------ BRANO SELEZIONATO
LE LETTERE DI MONSIGNOR GIOVANNI D’ERCOLE – Per questo motivo Marchetti aveva tentato – senza riuscirci – di ottenere le modifiche necessarie, attraverso il pressing di monsignor Giovanni D’Ercole. Un alto prelato che non ha mai disdegnato le frequentazioni politiche, come ha ricordato il Fatto Quotidiano. Nonostante la contrarietà dell’arcivescovo dell’Aquila – secondo cui la diocesi locale non era «all’altezza di poter diventare soggetto attuatore» e gestire le gare in autonomia – , D’Ercole aveva inviato (invano) lettere sia all’ex premier Enrico Letta che allo zio forzista Gianni. Tutto per spingere un cambio delle leggi. «Se fanno ‘sta cosa, con Marchetti facciamo bingo!», aveva commentato Vinci, intercettato dagli inquirenti con Alessandra Mancinelli. Il motivo? Per gli inquirenti Marchetti puntava a far ottenere l’appalto allo stesso imprenditore, tramite trattativa diretta. Per questo motivo lo stesso Vinci consegnò al vicecommissario una prima tranche da 10mila euro, poi girata alla segretaria, considerata dai pm la sua referente.

LE TANGENTI – Tutto filmato dagli investigatori. Un video mostra infatti la consegna del denaro, dopo un incontro avvenuto al ristorante «La nuova fattoria» di Carsoli (L’Aquila). Nell’automobile di Mancinelli, fermata per un controllo dalla Finanza al casello di L’Aquila ovest, fu trovato il denaro contante . Soltanto un anticipo della tangente da 190mila euro (l’equivalente della “tariffa” dell’1%) per i lavori della chiesa di Santa Maria Paganica.

Nell’inchiesta, oltre ai cinque arrestati, ci sono anche altri dodici indagati, compresi funzionari pubblici, tecnici e imprenditori. Diversi i reati contestati: dalla corruzione aggravata, alla falsità ideologica commessa dal privato in atto pubblico, ma anche falso, turbativa d’asta, millantato credito ed emissione e utilizzo di fatture inesistenti. Sono state effettuate venticinque perquisizioni, tra L’Aquila, Avezzano, Roma, Bologna, Pescara, Rieti e Chieti. Tutto mentre la ricostruzione del centro storico del capoluogo abruzzese, a distanza di cinque anni dal sisma, continua ad arrancare.
------------
------ ESTRATTO DEI DATI
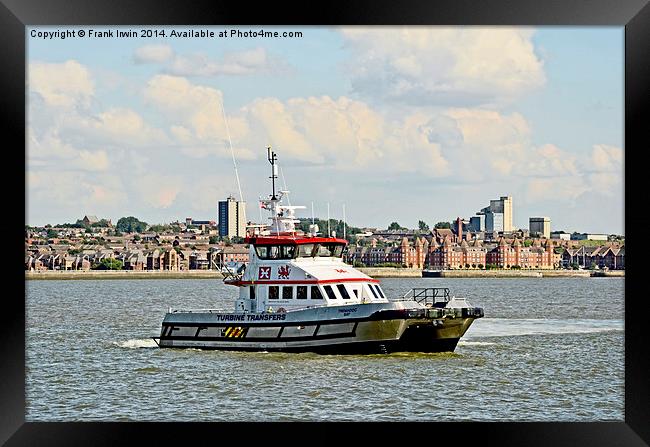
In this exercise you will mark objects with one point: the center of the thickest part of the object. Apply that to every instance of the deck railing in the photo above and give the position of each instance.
(427, 295)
------------
COSA SI CHIEDE – Stabilisci se le seguenti affermazioni concordano con il brano sull'inchiesta dell'Aquila, rispondendo sì o no e citando le parole del brano che lo dimostrano. (a) La consegna del denaro fu ripresa in un video. (b) L'arcivescovo dell'Aquila era favorevole a che la diocesi locale gestisse le gare in autonomia. (c) Nel corso dell'inchiesta sono state effettuate venti perquisizioni.

RISULTATO FINALE –
(a) Sì: "Un video mostra infatti la consegna del denaro".
(b) No: "Nonostante la contrarietà dell’arcivescovo dell’Aquila".
(c) No: "Sono state effettuate venticinque perquisizioni".